• [Set exercise]:
Could you copy out every line of the records below verbatim, leaving out the pictures?

• [Listed entries]:
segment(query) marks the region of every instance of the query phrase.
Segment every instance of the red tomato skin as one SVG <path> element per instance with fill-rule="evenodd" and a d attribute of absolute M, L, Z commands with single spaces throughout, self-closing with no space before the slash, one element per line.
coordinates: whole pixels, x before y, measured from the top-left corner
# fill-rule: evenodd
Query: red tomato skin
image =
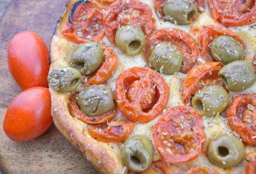
<path fill-rule="evenodd" d="M 36 33 L 25 31 L 16 34 L 10 41 L 7 55 L 11 74 L 21 89 L 48 86 L 49 52 Z"/>
<path fill-rule="evenodd" d="M 10 104 L 3 130 L 11 140 L 23 142 L 43 134 L 52 123 L 48 88 L 35 87 L 17 95 Z"/>

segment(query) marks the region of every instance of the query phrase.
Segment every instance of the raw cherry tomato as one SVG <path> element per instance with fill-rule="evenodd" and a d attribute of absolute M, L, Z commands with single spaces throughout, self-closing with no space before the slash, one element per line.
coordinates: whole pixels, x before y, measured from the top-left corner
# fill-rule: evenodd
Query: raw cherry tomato
<path fill-rule="evenodd" d="M 92 0 L 93 5 L 99 10 L 105 9 L 116 0 Z"/>
<path fill-rule="evenodd" d="M 35 87 L 19 94 L 10 104 L 3 130 L 11 140 L 28 141 L 41 135 L 52 123 L 51 95 L 46 88 Z"/>
<path fill-rule="evenodd" d="M 77 43 L 98 41 L 105 35 L 103 18 L 102 13 L 89 1 L 79 0 L 72 5 L 61 34 Z"/>
<path fill-rule="evenodd" d="M 198 65 L 191 69 L 182 86 L 181 97 L 184 103 L 191 104 L 192 97 L 205 86 L 218 85 L 225 88 L 224 82 L 218 75 L 223 66 L 220 62 L 211 62 Z"/>
<path fill-rule="evenodd" d="M 93 126 L 88 131 L 93 138 L 103 143 L 118 143 L 124 141 L 131 134 L 134 125 L 112 121 Z"/>
<path fill-rule="evenodd" d="M 245 174 L 256 174 L 256 161 L 251 161 L 248 164 L 245 169 Z"/>
<path fill-rule="evenodd" d="M 47 46 L 36 33 L 22 31 L 12 37 L 8 46 L 8 66 L 21 89 L 48 86 L 49 57 Z"/>
<path fill-rule="evenodd" d="M 212 17 L 227 26 L 242 26 L 256 22 L 254 0 L 208 0 Z"/>
<path fill-rule="evenodd" d="M 246 144 L 256 145 L 256 93 L 236 95 L 229 109 L 232 129 Z"/>
<path fill-rule="evenodd" d="M 244 49 L 245 48 L 245 45 L 236 33 L 220 26 L 204 26 L 198 39 L 201 48 L 202 48 L 201 50 L 201 56 L 206 62 L 215 62 L 211 53 L 209 46 L 214 39 L 223 35 L 234 37 L 243 45 Z"/>
<path fill-rule="evenodd" d="M 73 117 L 88 124 L 94 124 L 106 123 L 112 119 L 117 113 L 117 107 L 110 112 L 99 116 L 89 117 L 82 112 L 76 103 L 76 95 L 71 96 L 68 103 L 70 111 Z"/>
<path fill-rule="evenodd" d="M 172 174 L 172 172 L 171 167 L 166 163 L 159 160 L 153 162 L 150 167 L 145 171 L 137 173 L 129 171 L 128 174 Z"/>
<path fill-rule="evenodd" d="M 166 2 L 167 0 L 154 0 L 154 2 L 155 6 L 156 11 L 157 13 L 159 14 L 158 17 L 164 20 L 166 20 L 163 17 L 164 15 L 163 13 L 163 6 Z M 198 9 L 198 12 L 202 12 L 202 11 L 200 9 L 200 7 L 204 8 L 204 0 L 195 0 L 195 5 Z"/>
<path fill-rule="evenodd" d="M 184 174 L 221 174 L 218 171 L 211 168 L 204 167 L 192 168 Z"/>
<path fill-rule="evenodd" d="M 169 89 L 163 78 L 148 68 L 128 69 L 116 80 L 117 106 L 132 121 L 150 121 L 163 111 L 169 97 Z"/>
<path fill-rule="evenodd" d="M 145 59 L 148 58 L 154 47 L 158 43 L 171 43 L 181 51 L 184 60 L 180 72 L 186 74 L 197 60 L 198 55 L 196 44 L 194 39 L 184 31 L 177 29 L 166 29 L 158 30 L 148 36 L 145 46 Z"/>
<path fill-rule="evenodd" d="M 106 34 L 116 46 L 115 36 L 120 26 L 131 25 L 141 29 L 145 35 L 155 30 L 156 20 L 152 17 L 151 8 L 146 3 L 137 0 L 117 0 L 109 6 L 104 15 Z"/>
<path fill-rule="evenodd" d="M 105 46 L 105 47 L 107 46 Z M 97 71 L 96 74 L 89 79 L 86 86 L 102 84 L 111 77 L 111 73 L 114 71 L 117 66 L 117 55 L 110 47 L 107 47 L 104 52 L 104 63 Z"/>
<path fill-rule="evenodd" d="M 157 151 L 167 163 L 177 164 L 201 153 L 204 132 L 202 116 L 188 106 L 175 106 L 158 119 L 153 128 Z"/>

• [Response]:
segment(query) marks the region of every instance of the query phrase.
Segment every instance of the red tomato skin as one SVG <path> element per instance with fill-rule="evenodd" and a d attribute of absolute M, L, Z commands with single spaces throughout, self-closing with no space before the slash, one element per line.
coordinates: whole pixels, x before y, measured from the top-left corner
# fill-rule: evenodd
Query: red tomato skin
image =
<path fill-rule="evenodd" d="M 36 33 L 25 31 L 16 34 L 10 41 L 7 55 L 11 74 L 21 89 L 48 86 L 49 52 Z"/>
<path fill-rule="evenodd" d="M 10 104 L 3 130 L 11 140 L 23 142 L 43 134 L 52 123 L 48 88 L 35 87 L 17 95 Z"/>

segment(query) marks the region of every instance of the query phrase.
Segment every instance of the raw cherry tomato as one SVG <path> element per instance with fill-rule="evenodd" and a d attribute of absolute M, L, Z commands with single spaces throughout, self-closing with no space before the slash, one element per line.
coordinates: whole pixels, x before y, measured from the top-left corner
# fill-rule: evenodd
Query: raw cherry tomato
<path fill-rule="evenodd" d="M 92 0 L 93 5 L 99 10 L 105 9 L 116 0 Z"/>
<path fill-rule="evenodd" d="M 35 87 L 19 94 L 10 104 L 3 130 L 11 140 L 28 141 L 41 135 L 52 123 L 51 95 L 46 88 Z"/>
<path fill-rule="evenodd" d="M 77 43 L 98 41 L 105 35 L 103 18 L 102 13 L 89 1 L 79 0 L 72 5 L 61 34 Z"/>
<path fill-rule="evenodd" d="M 198 65 L 191 69 L 182 86 L 181 97 L 184 103 L 191 104 L 192 97 L 205 86 L 218 85 L 225 88 L 224 82 L 218 75 L 223 66 L 220 62 L 211 62 Z"/>
<path fill-rule="evenodd" d="M 93 126 L 88 131 L 93 138 L 103 143 L 118 143 L 124 141 L 131 134 L 134 125 L 112 121 Z"/>
<path fill-rule="evenodd" d="M 245 174 L 256 174 L 256 161 L 251 161 L 248 164 L 245 169 Z"/>
<path fill-rule="evenodd" d="M 47 46 L 36 33 L 22 31 L 12 37 L 8 46 L 8 66 L 21 89 L 48 86 L 49 57 Z"/>
<path fill-rule="evenodd" d="M 212 17 L 227 26 L 242 26 L 256 22 L 254 0 L 208 0 Z"/>
<path fill-rule="evenodd" d="M 246 144 L 256 145 L 256 93 L 236 95 L 229 109 L 232 129 Z"/>
<path fill-rule="evenodd" d="M 244 49 L 245 48 L 245 45 L 236 33 L 220 26 L 204 26 L 198 39 L 201 48 L 202 48 L 201 50 L 201 56 L 206 62 L 215 62 L 211 53 L 209 46 L 214 39 L 223 35 L 234 37 L 243 45 Z"/>
<path fill-rule="evenodd" d="M 73 117 L 88 124 L 94 124 L 106 123 L 112 119 L 117 113 L 117 107 L 110 112 L 99 116 L 89 117 L 82 112 L 76 103 L 76 95 L 71 96 L 68 103 L 70 111 Z"/>
<path fill-rule="evenodd" d="M 172 174 L 172 172 L 171 167 L 166 163 L 159 160 L 153 162 L 150 167 L 145 171 L 137 173 L 129 171 L 128 174 Z"/>
<path fill-rule="evenodd" d="M 166 2 L 167 0 L 154 0 L 154 2 L 155 6 L 156 11 L 157 13 L 159 14 L 158 17 L 164 20 L 166 20 L 163 17 L 164 15 L 163 13 L 163 6 Z M 198 9 L 198 12 L 202 12 L 202 11 L 200 9 L 200 7 L 204 8 L 204 0 L 195 0 L 195 5 Z"/>
<path fill-rule="evenodd" d="M 184 174 L 221 174 L 218 171 L 211 168 L 204 167 L 192 168 Z"/>
<path fill-rule="evenodd" d="M 169 89 L 163 78 L 148 68 L 128 69 L 116 80 L 117 106 L 132 121 L 150 121 L 163 111 L 169 97 Z"/>
<path fill-rule="evenodd" d="M 145 59 L 148 58 L 154 47 L 158 43 L 171 43 L 181 51 L 184 60 L 180 72 L 186 74 L 197 60 L 198 55 L 196 44 L 194 39 L 184 31 L 177 29 L 166 29 L 158 30 L 148 36 L 145 46 Z"/>
<path fill-rule="evenodd" d="M 106 34 L 116 46 L 115 36 L 120 26 L 131 25 L 141 29 L 145 35 L 155 30 L 156 20 L 152 17 L 151 8 L 146 3 L 137 0 L 117 0 L 109 6 L 104 15 Z"/>
<path fill-rule="evenodd" d="M 105 46 L 105 47 L 107 46 Z M 97 71 L 96 74 L 89 79 L 86 86 L 102 84 L 111 77 L 111 73 L 114 71 L 117 66 L 117 55 L 110 47 L 107 47 L 104 52 L 104 63 Z"/>
<path fill-rule="evenodd" d="M 157 151 L 167 163 L 177 164 L 201 153 L 204 132 L 202 116 L 188 106 L 175 106 L 158 119 L 153 128 Z"/>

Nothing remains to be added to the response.